Problem to solve: Copy every item below verbatim, line for line, and omit the pictures from your output.

Records provided:
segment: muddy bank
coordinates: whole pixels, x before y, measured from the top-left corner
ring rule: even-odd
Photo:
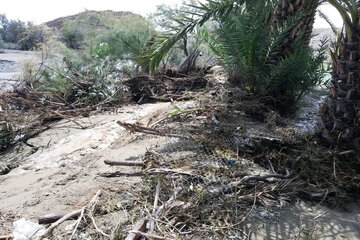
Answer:
[[[0,235],[11,233],[14,219],[25,217],[36,222],[39,215],[77,209],[98,189],[105,190],[111,204],[116,203],[117,193],[130,191],[141,178],[100,177],[114,170],[136,171],[131,167],[107,166],[104,160],[135,161],[163,141],[161,137],[137,138],[116,122],[148,124],[168,114],[171,108],[170,103],[132,105],[116,113],[76,119],[87,127],[85,130],[63,120],[27,142],[35,153],[30,152],[23,159],[20,153],[1,156],[2,161],[17,161],[18,167],[0,176]],[[14,155],[17,158],[12,158]],[[108,231],[113,230],[116,218],[122,215],[120,212],[108,216]]]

Exercise answer:
segment: muddy bank
coordinates: whole pixels, x before y, measured from the top-left corner
ring rule: even-odd
Photo:
Answer:
[[[0,235],[11,233],[14,219],[25,217],[36,222],[39,215],[77,209],[98,189],[105,190],[111,204],[116,203],[117,193],[130,191],[141,178],[100,177],[114,170],[136,171],[131,167],[107,166],[104,160],[135,161],[163,141],[161,137],[137,138],[116,122],[148,124],[168,114],[171,108],[170,103],[132,105],[116,113],[76,119],[87,127],[85,130],[63,120],[27,142],[35,153],[30,152],[23,159],[20,153],[1,156],[2,161],[17,161],[18,167],[0,176]],[[14,155],[17,158],[12,158]],[[108,231],[113,230],[116,218],[122,215],[120,212],[108,216]]]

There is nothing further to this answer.